**Task set:**
- a) In the ambient intelligence excerpt, what is the name of the corpus used to assess recognition performance?
- b) Turn the paragraph of the ambient intelligence excerpt that begins "In this context, the Audio-based System" into a short bulleted list that keeps its main facts.
- c) Translate this sentence from the ambient intelligence excerpt into Spanish: "Distress calls are employed to provide tele-assistance to the users."

*** Source passage ***

In Sect. 2, a brief overview of our contributions is reported. In particular, Sect. 2.1 describes our contribution on the use of audio signals for ambient intelligence while Sect. 2.2 reports our contribution on the use of audio algorithms for the improvement of the audio reproduction. New trends and future research directions are presented in Sect. 3, where the employment of advanced audio augmented reality solutions, involving both virtual audio sensors and transducers, is introduced to design enhanced spatial hearing experiences in diverse application contexts.

2 Our Contribution in the Audio Field

2.1 Audio-Based System for Ambient Intelligence

Systems and solutions based on audio processing are of great interest for Ambient Intelligence, to allow the automatic recognition of commands, the identification of either so-called Activities of Daily Living (ADLs) as well as anomalous events or potentially dangerous situations, like human falls. Several research studies addressed the possibility to exploit the audio signals acquired by means of suitable microphones deployed in the monitored living environment [2, 17].

In this context, the Audio-based System for Ambient Intelligence [5, 51, 52] has been recently developed by some of the authors at UnivPM. It addresses the automatic detection of emergencies and the recognition of commands in home automation contexts. An emergency here is represented by a situation of distress for the user, where he/she intentionally asks for help, or by an abnormal acoustic event. Recalling the classification proposed in [1] the application scenario is thus monitoring for emergency detection and ambient assisted living. The system operates in two modalities that are chosen by the user to monitor different situations.

The first modality, speech monitoring, is enabled when the user is inside the home and consists in recognizing home automation commands and distress calls. Commands are automatically interpreted to control the appliances and the devices connected to the home automation system. Distress calls are employed to provide tele-assistance to the users. In particular, a distress call triggers an automatic phone call to a relative or a care center that then can provide assistance to the user. The acoustic environment is constantly monitored to detect speech signals by means of a Voice Activity Detector (VAD), and a speech recognizer based on PocketSphinx [23] captures distress calls and voice commands. Robustness against noise and reverberation is increased by integrating Power Normalized Cepstral Coefficients (PNCC) [26] and Multichannel Histogram Equalization (MHEQ) [57]. In addition, the sounds from a television or a radio are reduced by means of an interference cancellation module. The recognition performance has been assessed on ITAAL [52] a corpus of home automation commands and distress calls in Italian. The experiments have been conducted both with and without the presence of a radio show that represents an interference audio signal that can be present in the everyday use of the system.

*** Entries shown ***

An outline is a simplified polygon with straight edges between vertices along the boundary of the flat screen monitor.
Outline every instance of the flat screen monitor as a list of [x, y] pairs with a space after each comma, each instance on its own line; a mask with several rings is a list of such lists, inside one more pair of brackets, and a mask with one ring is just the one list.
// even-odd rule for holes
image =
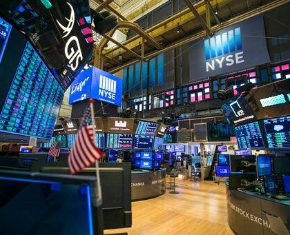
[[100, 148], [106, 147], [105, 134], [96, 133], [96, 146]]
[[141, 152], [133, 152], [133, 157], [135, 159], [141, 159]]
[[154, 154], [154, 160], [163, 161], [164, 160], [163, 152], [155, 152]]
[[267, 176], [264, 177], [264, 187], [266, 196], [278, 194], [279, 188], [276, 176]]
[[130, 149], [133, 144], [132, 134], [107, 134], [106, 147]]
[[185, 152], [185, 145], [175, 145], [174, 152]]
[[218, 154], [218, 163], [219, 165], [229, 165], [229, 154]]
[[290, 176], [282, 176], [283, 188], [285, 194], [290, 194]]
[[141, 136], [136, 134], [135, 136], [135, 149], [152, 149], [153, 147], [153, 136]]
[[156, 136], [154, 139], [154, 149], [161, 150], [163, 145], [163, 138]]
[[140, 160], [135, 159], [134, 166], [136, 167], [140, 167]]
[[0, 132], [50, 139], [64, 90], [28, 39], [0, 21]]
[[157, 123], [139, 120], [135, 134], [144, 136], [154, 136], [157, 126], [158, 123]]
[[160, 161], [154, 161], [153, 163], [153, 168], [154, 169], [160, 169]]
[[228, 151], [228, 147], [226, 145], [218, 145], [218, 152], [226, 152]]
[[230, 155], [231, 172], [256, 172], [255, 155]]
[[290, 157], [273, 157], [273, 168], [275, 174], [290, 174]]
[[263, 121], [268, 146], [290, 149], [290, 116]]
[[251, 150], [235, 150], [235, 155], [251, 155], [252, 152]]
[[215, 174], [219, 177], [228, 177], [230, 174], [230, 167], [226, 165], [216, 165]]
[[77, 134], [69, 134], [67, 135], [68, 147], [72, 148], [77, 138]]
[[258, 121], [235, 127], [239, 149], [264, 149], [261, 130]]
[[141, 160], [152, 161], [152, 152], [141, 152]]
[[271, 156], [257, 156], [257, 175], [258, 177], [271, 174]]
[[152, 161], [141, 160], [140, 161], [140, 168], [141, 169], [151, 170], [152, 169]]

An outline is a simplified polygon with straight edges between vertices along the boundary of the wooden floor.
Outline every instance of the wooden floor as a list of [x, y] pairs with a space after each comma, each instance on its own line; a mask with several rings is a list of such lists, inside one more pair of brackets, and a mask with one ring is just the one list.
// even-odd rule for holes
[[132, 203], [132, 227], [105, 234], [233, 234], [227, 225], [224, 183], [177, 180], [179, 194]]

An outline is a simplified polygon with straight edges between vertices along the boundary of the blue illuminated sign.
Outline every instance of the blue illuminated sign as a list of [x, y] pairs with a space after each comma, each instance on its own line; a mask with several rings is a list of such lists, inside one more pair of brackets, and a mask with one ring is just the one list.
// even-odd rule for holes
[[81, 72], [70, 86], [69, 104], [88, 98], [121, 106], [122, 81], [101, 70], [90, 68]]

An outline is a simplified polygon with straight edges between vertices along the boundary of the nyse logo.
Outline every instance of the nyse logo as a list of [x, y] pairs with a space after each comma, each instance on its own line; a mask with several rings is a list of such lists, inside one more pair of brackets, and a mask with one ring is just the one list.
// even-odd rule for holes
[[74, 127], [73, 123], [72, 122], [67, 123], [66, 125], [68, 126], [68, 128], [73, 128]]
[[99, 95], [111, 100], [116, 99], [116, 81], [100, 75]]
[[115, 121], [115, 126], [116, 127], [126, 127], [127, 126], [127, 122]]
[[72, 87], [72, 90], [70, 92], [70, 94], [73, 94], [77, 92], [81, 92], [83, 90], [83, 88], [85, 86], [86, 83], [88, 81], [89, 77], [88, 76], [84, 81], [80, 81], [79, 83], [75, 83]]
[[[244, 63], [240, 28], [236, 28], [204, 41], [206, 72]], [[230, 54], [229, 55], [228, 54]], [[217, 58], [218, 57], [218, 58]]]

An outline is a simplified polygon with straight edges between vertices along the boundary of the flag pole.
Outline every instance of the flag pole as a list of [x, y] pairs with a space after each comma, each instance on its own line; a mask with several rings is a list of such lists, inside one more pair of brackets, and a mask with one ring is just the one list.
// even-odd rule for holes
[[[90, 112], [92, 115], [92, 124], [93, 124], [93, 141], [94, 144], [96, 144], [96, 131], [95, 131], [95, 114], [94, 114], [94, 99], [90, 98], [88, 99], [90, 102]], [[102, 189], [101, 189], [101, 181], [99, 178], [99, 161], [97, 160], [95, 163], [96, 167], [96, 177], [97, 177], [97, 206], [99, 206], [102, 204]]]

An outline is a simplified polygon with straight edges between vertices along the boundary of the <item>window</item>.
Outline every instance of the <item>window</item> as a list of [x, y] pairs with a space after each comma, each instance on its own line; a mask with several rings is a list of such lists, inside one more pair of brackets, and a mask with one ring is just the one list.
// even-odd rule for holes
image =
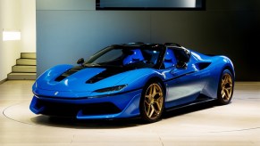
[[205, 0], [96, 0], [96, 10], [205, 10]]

***
*** Entries shown ***

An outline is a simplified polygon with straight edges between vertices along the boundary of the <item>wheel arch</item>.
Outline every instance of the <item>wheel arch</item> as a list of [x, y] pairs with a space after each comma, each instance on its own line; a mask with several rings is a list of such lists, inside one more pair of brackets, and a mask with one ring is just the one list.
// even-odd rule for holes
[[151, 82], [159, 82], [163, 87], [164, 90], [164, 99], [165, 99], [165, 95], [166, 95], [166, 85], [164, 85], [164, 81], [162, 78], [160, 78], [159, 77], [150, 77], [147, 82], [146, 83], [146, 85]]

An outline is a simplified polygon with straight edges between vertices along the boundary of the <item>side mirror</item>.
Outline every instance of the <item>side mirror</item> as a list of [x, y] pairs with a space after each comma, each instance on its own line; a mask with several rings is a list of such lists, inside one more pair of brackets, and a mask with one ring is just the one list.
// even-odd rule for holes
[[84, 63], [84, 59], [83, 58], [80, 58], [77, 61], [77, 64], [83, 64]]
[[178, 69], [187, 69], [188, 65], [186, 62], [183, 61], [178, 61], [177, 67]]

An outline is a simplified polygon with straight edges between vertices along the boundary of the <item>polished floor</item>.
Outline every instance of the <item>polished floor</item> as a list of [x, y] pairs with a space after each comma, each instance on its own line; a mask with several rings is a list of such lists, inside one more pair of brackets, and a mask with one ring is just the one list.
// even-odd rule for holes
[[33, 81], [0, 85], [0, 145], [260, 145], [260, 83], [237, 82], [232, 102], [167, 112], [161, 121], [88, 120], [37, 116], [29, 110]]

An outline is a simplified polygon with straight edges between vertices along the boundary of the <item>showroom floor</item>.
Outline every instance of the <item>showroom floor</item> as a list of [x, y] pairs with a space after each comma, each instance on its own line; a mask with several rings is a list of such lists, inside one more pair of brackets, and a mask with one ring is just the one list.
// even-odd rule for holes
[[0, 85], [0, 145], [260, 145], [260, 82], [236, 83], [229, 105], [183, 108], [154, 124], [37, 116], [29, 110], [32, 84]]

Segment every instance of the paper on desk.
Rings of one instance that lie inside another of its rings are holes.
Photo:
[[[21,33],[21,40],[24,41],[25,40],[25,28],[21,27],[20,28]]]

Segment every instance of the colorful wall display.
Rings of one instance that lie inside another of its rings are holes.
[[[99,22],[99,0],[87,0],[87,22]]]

***
*** Entries shown ***

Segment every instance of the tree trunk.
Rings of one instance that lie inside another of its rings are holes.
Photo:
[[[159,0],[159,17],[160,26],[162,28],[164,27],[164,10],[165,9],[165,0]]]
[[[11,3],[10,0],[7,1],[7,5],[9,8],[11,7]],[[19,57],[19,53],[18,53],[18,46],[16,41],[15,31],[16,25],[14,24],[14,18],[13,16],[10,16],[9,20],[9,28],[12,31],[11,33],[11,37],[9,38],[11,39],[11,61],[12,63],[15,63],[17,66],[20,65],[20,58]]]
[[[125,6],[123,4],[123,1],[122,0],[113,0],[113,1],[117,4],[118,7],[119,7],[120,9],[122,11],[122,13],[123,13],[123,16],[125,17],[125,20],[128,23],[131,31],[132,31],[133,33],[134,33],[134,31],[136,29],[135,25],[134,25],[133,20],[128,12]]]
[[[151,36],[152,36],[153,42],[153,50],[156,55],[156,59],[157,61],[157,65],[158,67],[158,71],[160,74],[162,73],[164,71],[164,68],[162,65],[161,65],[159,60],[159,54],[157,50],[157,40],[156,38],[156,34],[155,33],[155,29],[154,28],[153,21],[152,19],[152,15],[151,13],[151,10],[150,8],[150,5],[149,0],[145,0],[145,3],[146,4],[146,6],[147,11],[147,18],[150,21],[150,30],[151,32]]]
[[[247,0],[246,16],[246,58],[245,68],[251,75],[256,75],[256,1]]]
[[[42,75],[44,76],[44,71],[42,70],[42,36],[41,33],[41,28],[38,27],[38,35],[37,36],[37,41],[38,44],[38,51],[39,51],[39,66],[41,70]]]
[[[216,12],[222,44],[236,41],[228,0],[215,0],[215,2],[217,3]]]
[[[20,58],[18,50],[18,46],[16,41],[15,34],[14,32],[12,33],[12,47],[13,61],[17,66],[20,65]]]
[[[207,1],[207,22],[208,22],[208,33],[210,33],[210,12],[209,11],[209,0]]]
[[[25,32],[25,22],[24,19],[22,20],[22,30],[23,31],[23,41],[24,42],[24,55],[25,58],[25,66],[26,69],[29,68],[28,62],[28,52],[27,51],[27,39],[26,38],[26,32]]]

***

**Solutions to the exercise:**
- a) ITAAL, a corpus of home automation commands and distress calls in Italian.

- b)
- Some of the authors at UnivPM recently developed the Audio-based System for Ambient Intelligence.
- It automatically detects emergencies and recognizes commands in home automation contexts.
- An emergency is either a situation of distress in which the user intentionally asks for help or an abnormal acoustic event.
- Under the classification proposed in [1], the application scenario is monitoring for emergency detection and ambient assisted living.
- The system works in two modalities, which the user chooses to monitor different situations.

- c) Las llamadas de socorro se emplean para proporcionar teleasistencia a los usuarios.